> **Trecho da página**
= = = = =

O trabalho de enfrentamento ao crack na Central do Brasil vem sendo reforçado pela Secretaria Municipal de Assistência Social ( SMAS) desde a última quarta-feira,dia 11,a SMAS disponibilizou uma unidade volante para o atendimento a usuários de drogas que permanecem em situação de rua no Centro. O veículo do município permanecerá por tempo indeterminado estacionado no local. Os dependêntes químicos interessados em tratamento serão atendidos pelos profissionais da SMAS e receberão orientações sobre vagas em clínicas especializadas conveniadas à Prefeitura do Rio.
Nesta quinta (12) a SMAS voltou à Central do Brasil, onde no último mês foram realizadas 09 ações semelhantes, e percorreram ainda a Avenida Presidente Vargas e regiões da Rodoviária, Estação Leopoldina, Viaduto dos Marinheiros e Candelária. No Centro, 45 adultos e 11 crianças e adolescentes aceitaram seguir com as equipes para as unidades de abrigamento do município.
Nas regiões do Centro, Tijuca e Copacabana três ações de acolhimento e retirada de população em situação de rua, para o combate ao crack ,foram realizadas por equipes formarmadas por funcionarios da Secretaria Municipal de Assistência Social (SMAS) do Rio de Janeiro, na manhã desta quinta-feira, dia12, 85 pessoas foram acolhidas (74 adultos e 11 crianças e adolescentes). A intervenção teve início às 7h, na Tijuca. Os profissionais percorreram as ruas Conde de Bonfim, Barão de Mesquita, Santo Afonso, Conde de Itanhangá, Avenida Maracanã e Praça Saenz Penã, onde localizaram 21 adultos em situação de rua.

= = = = =

> **Registros de origem**

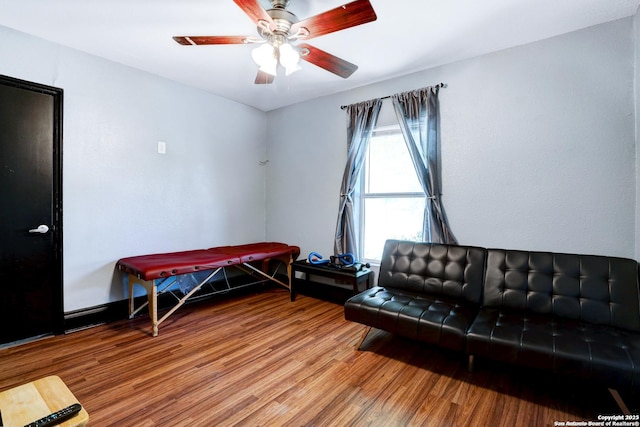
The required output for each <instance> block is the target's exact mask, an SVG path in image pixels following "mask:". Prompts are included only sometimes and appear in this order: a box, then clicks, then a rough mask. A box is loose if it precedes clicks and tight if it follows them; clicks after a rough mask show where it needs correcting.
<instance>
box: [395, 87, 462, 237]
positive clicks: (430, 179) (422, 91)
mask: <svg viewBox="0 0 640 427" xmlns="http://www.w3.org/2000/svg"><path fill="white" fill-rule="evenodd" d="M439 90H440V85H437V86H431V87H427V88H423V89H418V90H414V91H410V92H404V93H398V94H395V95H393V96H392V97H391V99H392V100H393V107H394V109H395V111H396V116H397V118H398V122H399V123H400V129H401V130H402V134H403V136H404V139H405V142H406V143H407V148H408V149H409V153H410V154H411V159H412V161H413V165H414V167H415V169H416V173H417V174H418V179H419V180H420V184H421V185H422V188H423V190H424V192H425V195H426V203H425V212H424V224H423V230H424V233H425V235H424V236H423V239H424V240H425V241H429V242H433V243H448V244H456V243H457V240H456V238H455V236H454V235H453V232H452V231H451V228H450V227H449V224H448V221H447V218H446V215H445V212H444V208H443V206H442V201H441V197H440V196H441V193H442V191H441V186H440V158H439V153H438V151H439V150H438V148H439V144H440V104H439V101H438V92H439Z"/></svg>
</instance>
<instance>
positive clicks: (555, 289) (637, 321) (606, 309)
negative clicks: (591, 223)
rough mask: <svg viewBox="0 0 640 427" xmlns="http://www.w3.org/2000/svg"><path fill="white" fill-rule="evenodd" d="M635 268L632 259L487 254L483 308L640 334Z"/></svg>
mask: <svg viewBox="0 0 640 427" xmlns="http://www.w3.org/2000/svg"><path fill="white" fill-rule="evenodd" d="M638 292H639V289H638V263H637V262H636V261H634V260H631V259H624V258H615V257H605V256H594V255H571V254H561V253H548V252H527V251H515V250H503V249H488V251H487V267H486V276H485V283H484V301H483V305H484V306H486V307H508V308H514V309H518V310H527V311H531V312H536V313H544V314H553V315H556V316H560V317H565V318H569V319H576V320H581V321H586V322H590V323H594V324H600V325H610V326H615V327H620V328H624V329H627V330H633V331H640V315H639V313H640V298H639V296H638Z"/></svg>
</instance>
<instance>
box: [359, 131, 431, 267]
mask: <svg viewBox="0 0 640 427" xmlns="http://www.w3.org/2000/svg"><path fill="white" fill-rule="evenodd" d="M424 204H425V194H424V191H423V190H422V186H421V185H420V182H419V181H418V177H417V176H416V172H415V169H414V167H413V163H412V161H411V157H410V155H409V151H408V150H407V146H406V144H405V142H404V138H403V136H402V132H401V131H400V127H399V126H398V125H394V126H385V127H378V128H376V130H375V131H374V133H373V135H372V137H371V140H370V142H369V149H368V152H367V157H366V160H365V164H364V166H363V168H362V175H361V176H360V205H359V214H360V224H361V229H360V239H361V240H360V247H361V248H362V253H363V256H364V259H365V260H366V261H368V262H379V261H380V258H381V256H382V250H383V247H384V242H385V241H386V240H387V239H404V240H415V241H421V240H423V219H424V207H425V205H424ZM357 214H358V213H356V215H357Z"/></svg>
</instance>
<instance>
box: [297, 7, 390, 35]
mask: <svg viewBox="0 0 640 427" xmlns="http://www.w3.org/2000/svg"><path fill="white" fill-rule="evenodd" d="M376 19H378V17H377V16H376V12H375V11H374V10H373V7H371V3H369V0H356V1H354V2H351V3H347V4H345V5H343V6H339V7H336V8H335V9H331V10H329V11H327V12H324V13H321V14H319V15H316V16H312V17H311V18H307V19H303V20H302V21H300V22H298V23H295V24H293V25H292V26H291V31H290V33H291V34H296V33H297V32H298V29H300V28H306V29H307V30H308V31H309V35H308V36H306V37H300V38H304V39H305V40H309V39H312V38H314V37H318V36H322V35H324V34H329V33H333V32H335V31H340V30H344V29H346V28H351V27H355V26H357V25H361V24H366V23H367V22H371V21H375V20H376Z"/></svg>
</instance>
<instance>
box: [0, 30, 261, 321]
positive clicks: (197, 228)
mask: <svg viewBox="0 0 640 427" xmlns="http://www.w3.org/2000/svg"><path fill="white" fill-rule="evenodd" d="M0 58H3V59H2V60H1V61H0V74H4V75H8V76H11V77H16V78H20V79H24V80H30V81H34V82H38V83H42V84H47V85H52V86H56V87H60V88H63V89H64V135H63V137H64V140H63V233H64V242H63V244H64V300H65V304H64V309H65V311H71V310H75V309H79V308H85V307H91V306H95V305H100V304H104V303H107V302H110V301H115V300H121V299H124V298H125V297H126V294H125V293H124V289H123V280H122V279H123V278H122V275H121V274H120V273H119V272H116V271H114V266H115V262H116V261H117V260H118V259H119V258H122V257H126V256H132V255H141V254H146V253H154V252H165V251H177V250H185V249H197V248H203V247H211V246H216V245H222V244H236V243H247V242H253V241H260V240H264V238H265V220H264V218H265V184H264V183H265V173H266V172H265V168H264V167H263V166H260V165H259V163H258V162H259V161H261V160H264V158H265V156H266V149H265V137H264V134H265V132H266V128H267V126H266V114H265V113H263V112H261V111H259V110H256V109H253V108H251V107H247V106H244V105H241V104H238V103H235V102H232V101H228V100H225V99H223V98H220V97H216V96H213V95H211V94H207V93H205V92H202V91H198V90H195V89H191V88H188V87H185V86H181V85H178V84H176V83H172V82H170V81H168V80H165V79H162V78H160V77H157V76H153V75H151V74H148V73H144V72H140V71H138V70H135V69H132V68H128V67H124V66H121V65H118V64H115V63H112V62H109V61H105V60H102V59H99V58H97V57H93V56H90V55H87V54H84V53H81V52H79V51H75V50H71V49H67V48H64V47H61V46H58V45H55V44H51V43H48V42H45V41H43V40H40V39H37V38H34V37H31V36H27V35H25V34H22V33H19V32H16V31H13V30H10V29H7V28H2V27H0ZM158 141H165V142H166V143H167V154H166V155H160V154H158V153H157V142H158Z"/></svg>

= = = = =

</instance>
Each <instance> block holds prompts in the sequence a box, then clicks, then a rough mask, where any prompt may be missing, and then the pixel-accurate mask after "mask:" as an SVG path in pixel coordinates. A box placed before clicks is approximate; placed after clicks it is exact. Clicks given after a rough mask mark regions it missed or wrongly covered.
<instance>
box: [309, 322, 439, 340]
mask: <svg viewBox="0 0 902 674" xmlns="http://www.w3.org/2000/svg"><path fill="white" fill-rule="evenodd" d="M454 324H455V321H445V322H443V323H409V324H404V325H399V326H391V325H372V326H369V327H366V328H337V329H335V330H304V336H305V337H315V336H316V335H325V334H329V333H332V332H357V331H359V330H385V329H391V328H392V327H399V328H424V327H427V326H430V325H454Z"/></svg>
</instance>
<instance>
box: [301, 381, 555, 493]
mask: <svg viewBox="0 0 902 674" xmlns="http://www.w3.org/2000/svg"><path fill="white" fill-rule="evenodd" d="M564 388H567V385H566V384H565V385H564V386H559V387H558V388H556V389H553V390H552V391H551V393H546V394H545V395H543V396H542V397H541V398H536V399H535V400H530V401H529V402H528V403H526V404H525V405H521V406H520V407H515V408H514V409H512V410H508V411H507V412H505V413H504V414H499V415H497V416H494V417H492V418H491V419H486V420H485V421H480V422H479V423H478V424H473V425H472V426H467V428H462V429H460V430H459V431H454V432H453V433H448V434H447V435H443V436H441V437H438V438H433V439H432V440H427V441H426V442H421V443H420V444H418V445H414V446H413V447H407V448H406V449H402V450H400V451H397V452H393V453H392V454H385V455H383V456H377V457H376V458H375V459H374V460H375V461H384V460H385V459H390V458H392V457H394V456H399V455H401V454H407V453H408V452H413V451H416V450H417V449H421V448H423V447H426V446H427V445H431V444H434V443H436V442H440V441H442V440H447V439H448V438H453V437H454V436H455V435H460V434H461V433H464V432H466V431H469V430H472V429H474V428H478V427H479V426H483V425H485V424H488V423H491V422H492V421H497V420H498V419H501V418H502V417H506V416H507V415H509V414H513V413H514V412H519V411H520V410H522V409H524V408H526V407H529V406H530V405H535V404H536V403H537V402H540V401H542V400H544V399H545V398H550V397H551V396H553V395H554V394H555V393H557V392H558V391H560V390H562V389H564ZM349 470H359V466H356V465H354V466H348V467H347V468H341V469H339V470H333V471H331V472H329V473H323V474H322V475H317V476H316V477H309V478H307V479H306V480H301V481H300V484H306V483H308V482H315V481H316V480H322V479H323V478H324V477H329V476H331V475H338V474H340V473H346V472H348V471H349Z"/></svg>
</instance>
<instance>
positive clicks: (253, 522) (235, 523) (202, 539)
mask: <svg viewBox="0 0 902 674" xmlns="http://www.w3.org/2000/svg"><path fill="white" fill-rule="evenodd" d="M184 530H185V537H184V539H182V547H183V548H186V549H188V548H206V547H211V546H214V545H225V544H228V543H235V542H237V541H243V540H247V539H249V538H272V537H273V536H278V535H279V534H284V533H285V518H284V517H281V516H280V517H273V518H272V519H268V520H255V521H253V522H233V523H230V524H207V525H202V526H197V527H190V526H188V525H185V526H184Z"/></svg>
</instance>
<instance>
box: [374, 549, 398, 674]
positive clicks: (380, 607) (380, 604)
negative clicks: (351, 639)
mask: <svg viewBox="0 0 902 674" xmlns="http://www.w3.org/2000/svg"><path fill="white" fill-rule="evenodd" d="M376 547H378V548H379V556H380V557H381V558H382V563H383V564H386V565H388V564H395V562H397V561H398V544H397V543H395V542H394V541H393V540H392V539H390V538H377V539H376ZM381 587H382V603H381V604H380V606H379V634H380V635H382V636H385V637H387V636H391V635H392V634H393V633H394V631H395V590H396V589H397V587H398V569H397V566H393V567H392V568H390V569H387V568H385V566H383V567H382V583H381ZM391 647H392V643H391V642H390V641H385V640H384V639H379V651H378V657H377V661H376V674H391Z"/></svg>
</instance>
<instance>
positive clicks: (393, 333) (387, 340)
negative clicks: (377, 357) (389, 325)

= = = = =

> **Sua tarefa**
Continue a notícia sobre as ações da SMAS contra o crack no Rio de Janeiro, começando logo após a última frase mostrada.

> **Resultado da tarefa**
Já em Copacabana, foram acolhidos 08 adultos que perambulavam pelas avenidas Atlântica, Nossa Senhora de Copacabana, Barata Ribeiro e ruas Siqueira Campos e Figueiredo de Magalhães.
A Secretaria Municipal de Assistência Social informa que após o processo de identificação na polícia, todos os acolhidos serão encaminhados para as unidades de abrigamento da Rede de Proteção Especial do município. Os adultos irão para o abrigo de Paciência e as crianças e os adolescentes para a Central de Recepção Carioca, no Centro. Aqueles menores que forem identificados com alto grau de comprometimento com a dependência química serão conduzidos para tratamento em uma das quatro unidades de abrigamento compulsório.